(Source records)
--- BEGIN ---

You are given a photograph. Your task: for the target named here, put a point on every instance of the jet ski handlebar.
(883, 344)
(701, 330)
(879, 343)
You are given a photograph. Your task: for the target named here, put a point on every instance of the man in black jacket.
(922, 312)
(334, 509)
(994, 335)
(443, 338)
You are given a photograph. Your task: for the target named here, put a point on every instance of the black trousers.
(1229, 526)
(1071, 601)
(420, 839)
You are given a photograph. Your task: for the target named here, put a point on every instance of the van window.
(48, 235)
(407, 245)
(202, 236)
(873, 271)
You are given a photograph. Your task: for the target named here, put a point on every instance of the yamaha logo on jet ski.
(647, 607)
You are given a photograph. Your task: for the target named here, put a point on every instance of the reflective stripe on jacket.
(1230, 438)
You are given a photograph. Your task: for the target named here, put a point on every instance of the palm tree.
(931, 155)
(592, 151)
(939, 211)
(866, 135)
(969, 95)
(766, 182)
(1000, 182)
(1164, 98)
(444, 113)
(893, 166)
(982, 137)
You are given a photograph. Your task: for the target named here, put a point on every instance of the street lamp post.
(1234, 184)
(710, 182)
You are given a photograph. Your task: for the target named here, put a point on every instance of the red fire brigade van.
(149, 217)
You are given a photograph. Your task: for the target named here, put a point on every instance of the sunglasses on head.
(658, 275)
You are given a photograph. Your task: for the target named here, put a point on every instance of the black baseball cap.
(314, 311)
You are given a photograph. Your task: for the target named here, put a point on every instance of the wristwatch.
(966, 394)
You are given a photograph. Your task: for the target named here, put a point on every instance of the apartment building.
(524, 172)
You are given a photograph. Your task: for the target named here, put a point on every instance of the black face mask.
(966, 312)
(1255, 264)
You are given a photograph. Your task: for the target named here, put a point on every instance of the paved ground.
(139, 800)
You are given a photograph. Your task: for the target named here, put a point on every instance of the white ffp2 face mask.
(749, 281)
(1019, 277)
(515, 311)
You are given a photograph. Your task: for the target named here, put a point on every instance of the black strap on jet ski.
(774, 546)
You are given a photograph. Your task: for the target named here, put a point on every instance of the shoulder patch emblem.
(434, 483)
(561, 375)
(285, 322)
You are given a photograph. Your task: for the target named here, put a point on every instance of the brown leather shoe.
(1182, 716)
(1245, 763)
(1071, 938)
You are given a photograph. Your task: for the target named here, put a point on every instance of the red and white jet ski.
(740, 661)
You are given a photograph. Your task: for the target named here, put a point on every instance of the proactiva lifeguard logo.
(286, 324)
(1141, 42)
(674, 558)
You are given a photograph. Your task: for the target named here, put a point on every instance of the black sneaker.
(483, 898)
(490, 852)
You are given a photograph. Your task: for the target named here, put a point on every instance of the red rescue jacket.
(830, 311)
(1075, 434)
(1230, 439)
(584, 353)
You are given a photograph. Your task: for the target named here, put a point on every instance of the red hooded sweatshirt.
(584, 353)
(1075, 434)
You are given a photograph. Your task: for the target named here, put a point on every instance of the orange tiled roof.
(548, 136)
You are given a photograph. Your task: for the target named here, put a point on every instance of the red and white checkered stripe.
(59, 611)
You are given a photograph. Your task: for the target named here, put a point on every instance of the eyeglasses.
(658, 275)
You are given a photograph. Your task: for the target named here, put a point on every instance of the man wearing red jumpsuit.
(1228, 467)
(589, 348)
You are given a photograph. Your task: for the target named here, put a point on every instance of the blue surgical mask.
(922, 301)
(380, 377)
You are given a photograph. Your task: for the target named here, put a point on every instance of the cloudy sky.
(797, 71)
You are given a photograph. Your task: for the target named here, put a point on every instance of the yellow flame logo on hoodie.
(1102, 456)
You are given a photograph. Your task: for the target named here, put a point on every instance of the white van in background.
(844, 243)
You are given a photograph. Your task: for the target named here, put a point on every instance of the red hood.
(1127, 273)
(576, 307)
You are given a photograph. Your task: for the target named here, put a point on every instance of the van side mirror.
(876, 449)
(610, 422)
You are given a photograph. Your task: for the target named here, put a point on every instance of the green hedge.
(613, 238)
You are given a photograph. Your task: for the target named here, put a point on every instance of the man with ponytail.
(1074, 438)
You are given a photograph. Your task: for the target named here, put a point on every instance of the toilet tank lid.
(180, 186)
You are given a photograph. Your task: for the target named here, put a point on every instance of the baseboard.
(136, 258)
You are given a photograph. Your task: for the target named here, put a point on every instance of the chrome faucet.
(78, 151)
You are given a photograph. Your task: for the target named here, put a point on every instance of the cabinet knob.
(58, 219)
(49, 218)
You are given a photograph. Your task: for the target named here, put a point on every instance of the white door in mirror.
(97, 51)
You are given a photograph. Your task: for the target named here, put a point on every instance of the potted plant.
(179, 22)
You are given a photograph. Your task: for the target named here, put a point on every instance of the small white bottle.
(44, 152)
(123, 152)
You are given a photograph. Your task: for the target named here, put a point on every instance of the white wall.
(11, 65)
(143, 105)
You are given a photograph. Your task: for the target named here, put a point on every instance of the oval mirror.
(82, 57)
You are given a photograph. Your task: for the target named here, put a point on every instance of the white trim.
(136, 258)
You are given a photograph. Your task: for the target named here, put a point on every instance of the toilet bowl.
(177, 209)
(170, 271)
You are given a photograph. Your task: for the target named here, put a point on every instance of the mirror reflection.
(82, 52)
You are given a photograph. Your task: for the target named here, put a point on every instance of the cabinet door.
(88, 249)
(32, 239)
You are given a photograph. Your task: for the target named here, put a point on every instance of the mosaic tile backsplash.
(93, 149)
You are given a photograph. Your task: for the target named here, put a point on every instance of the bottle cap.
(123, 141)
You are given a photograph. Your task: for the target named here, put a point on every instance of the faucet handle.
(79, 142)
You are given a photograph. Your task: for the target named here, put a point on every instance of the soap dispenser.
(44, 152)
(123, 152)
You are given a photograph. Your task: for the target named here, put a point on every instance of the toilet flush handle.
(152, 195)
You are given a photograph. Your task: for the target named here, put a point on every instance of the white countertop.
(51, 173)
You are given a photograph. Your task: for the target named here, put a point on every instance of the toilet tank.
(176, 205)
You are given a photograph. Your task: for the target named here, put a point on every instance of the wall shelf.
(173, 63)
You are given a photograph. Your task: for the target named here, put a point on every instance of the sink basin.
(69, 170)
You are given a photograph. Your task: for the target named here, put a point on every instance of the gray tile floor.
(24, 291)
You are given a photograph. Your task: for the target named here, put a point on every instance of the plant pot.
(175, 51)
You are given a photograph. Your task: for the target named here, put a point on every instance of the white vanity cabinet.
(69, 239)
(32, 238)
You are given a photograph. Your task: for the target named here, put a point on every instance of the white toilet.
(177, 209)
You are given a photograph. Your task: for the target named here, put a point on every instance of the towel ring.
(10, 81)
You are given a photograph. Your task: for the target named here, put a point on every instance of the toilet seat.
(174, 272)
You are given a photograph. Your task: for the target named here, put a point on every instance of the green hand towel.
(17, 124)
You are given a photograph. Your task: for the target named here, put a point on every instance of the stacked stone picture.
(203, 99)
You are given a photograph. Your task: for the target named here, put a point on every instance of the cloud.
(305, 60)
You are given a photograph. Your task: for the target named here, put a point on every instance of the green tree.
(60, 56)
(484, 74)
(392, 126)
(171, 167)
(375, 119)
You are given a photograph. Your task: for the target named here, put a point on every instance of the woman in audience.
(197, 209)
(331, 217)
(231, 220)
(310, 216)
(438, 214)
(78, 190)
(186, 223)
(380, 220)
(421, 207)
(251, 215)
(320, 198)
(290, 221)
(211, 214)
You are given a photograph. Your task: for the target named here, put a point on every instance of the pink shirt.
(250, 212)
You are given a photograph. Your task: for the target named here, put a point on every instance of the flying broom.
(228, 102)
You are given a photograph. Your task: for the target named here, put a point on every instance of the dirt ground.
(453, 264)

--- END ---

### [Your objective]
Write out every entry again, keeping each line exactly the same.

### [Solution to this task]
You are given a photograph. Your task: for the target named here, put a point on every instance of the jet ski handlebar.
(883, 344)
(701, 330)
(879, 343)
You are given a photograph. Your task: for the target named here, put a point on every instance of the man in black jacket.
(922, 312)
(334, 509)
(994, 335)
(443, 338)
You are given a photograph. Your task: for the target named here, put a point on every instance of the black trousers.
(1229, 526)
(1071, 601)
(420, 839)
You are given a photograph. Your task: for the target named here, put a point on every instance of the van window.
(48, 235)
(407, 245)
(202, 236)
(873, 271)
You are given a photograph. Your task: for the target named here, put a point on every instance of the yamaha logo on jet ski.
(647, 607)
You are given a photograph. Your task: for the target named here, put a point on every instance of the reflective stripe on jacket.
(1230, 438)
You are given a photograph. Your task: for the target named here, put a point on every instance of the palm tree.
(931, 155)
(592, 151)
(939, 211)
(866, 135)
(969, 95)
(766, 182)
(1000, 182)
(1164, 98)
(444, 113)
(893, 166)
(982, 137)
You are given a photograph. Your task: for the target named here, put a point on every instance of the street lamp post.
(1234, 184)
(710, 182)
You are given a photograph. Your task: for the target named here, put a point on every instance of the red fire brigade van.
(149, 217)
You are given a photograph. Your task: for the target named here, put a point on every instance of the sunglasses on head.
(658, 275)
You are given a photograph. Your task: for the target named here, put a point on every instance of the black baseball cap.
(314, 311)
You are given a photograph. Your task: for the target named here, put a point on every instance of the wristwatch.
(966, 394)
You are given a photograph. Your task: for the target named here, put a point on every instance of the apartment building.
(524, 172)
You are given a photograph. Your task: for the target named here, put a point on every instance of the black face mask.
(966, 312)
(1255, 264)
You are given a photograph. Your task: for the target named here, put a point on every instance of the paved ground.
(139, 800)
You are given a photograph. Your task: for the target named here, put a point on every instance of the white ffp2 face mask.
(749, 281)
(1019, 277)
(515, 311)
You are given a photograph. Your task: for the target named here, put a point on every instance of the black strap on jet ski.
(774, 546)
You are given a photograph. Your task: for the target named here, put a point on every instance of the shoulder patch emblem.
(434, 483)
(561, 375)
(285, 322)
You are given a photograph. Your task: for the target named here, put a point on every instance of the brown leather shoe.
(1182, 716)
(1245, 763)
(1071, 938)
You are given a photograph. Your task: for the target named here, put a point on every instance of the red and white jet ski.
(740, 661)
You are given a photograph. Your task: for the target named here, put a point on every instance of the proactiva lifeguard logo.
(286, 324)
(1141, 42)
(674, 558)
You are given a photograph. Your task: for the target named here, put a point on every instance of the black sneaker.
(483, 898)
(490, 852)
You are given a photograph. Your task: for the target named here, put a point on every instance of the red rescue jacket.
(830, 311)
(1075, 434)
(1230, 439)
(584, 353)
You are given a photograph. Your task: for the target named here, put a point on every instance of the red hooded sweatshirt.
(584, 353)
(1075, 434)
You are given a photograph. Your task: for the target named here, put a point on every instance of the orange tiled roof.
(548, 136)
You are given a photograph. Your task: for the target named here, put a point on every instance of the red and white checkered stripe.
(59, 611)
You are given a photograph. Your task: for the target named here, put a point on every instance of the eyeglasses.
(658, 275)
You are given a photograph. Your task: for the target named here, put a point on every instance of the man wearing red jumpsuit.
(1228, 467)
(589, 348)
You are given a photograph. Your task: for the target named here, put a point on every instance of the blue surgical mask.
(922, 301)
(380, 377)
You are given a photograph. Your task: for the target named here, put a point on every instance of the cloudy sky.
(797, 71)
You are given a photograph. Your task: for the target named here, put a point on every instance of the yellow flame logo on hoodie.
(1102, 456)
You are given a photograph. Your task: for the target named here, put a point on every instance of the white van in background.
(844, 243)
You are given a photograph. Your task: for the target named here, put a point on every instance of the red hood.
(1127, 273)
(576, 307)
You are given a photograph. Your task: for the target named here, put a point on every instance of the van side mirror.
(876, 449)
(610, 422)
You are given a photograph. Your task: for the target named here, put a point on every instance of the green hedge.
(613, 238)
You are given a photograph. Your task: for the target named here, put a point on every instance of the man with ponytail.
(1074, 438)
You are given a photograph. Your task: for the target named here, put a point on every instance of the toilet tank lid.
(180, 186)
You are given a photograph. Your task: for the target named here, put a point on every instance of the baseboard.
(136, 258)
You are given a photograph. Your task: for the target named here, put a point on every instance of the chrome faucet.
(78, 151)
You are given a photograph. Your task: for the target named here, put a point on every instance of the cabinet knob.
(58, 219)
(49, 218)
You are given a photograph. Your task: for the target named here, put a point on every instance of the white door in mirror.
(97, 51)
You are given a photograph. Your task: for the target named here, put a point on every instance of the potted plant.
(179, 22)
You are given a photograph. Your task: for the target named here, put a point on every instance of the small white bottle.
(44, 152)
(123, 152)
You are given a photograph. Your task: for the target named here, put a point on every instance of the white wall.
(11, 65)
(143, 105)
You are given a photograph. Your task: for the target named here, put a point on every instance of the oval mirror.
(82, 57)
You are given a photograph. Your task: for the target named here, put a point on every instance of the white trim.
(136, 258)
You are given a photograph. Your task: for the target named here, put a point on every instance of the toilet bowl.
(177, 209)
(170, 271)
You are given a photograph. Your task: for the target named here, put a point on every instance of the mirror reflection.
(82, 52)
You are given a photograph. Your task: for the target named here, put a point on every instance of the cabinet door.
(88, 249)
(32, 239)
You are given a photograph. Your task: for the target named here, put a point on every instance of the mosaic tile backsplash.
(93, 149)
You are given a photograph. Your task: for the target named here, put a point on every instance of the bottle cap.
(123, 141)
You are given a photograph. Your task: for the target named here, put a point on every instance of the faucet handle.
(79, 142)
You are given a photograph. Your task: for the target named here, put a point on every instance of the soap dispenser.
(44, 152)
(123, 152)
You are given a photograph. Your task: for the target named here, put a point on every instance of the toilet flush handle.
(152, 195)
You are given a photograph. Your task: for the target named here, put a point on every instance of the white countertop.
(51, 173)
You are given a photograph. Your task: for the target named here, put a point on every instance of the toilet tank.
(176, 205)
You are given a photograph. Your task: for the target named here, put a point on every instance of the wall shelf.
(173, 63)
You are given a photograph. Your task: for the target named here, put a point on every instance of the sink basin.
(69, 170)
You are given a photograph. Your task: for the target named here, put a point on every instance of the gray tile floor.
(24, 291)
You are given a photograph. Your task: for the target named here, put a point on every instance of the plant pot.
(175, 51)
You are given a photograph. Your task: for the target named here, put a point on every instance of the white vanity cabinet.
(69, 239)
(32, 238)
You are given a photograph. Your task: for the target named here, put a point on every instance of the white toilet.
(177, 209)
You are given a photograph. Your task: for the target named here, put a point on every instance of the towel ring.
(10, 81)
You are given a photograph. Your task: for the target named here, put a point on every instance of the toilet seat.
(174, 272)
You are given a photograph. Your task: for the target named here, put a point on every instance of the green hand towel.
(17, 124)
You are given a photograph. Your task: for the target named here, put a point on every instance of the stacked stone picture.
(203, 99)
You are given a photograph. Your task: for the target named here, put a point on every instance of the cloud.
(305, 60)
You are given a photograph. Your task: for the target named here, put a point on every instance of the green tree.
(60, 56)
(484, 74)
(392, 126)
(171, 167)
(375, 119)
You are given a photograph. Your task: for the target named here, put a point on every instance of the woman in audience.
(197, 209)
(331, 217)
(231, 220)
(310, 216)
(438, 214)
(78, 190)
(186, 223)
(380, 220)
(421, 207)
(251, 215)
(320, 198)
(290, 221)
(211, 214)
You are given a photograph. Your task: for the target named here, put a point on every instance of the pink shirt.
(250, 212)
You are given a photograph. Your task: for the target named here, put a point on every instance of the flying broom.
(228, 102)
You are given a photograph. Your task: for the target named here, put a point on every instance of the dirt ground.
(453, 264)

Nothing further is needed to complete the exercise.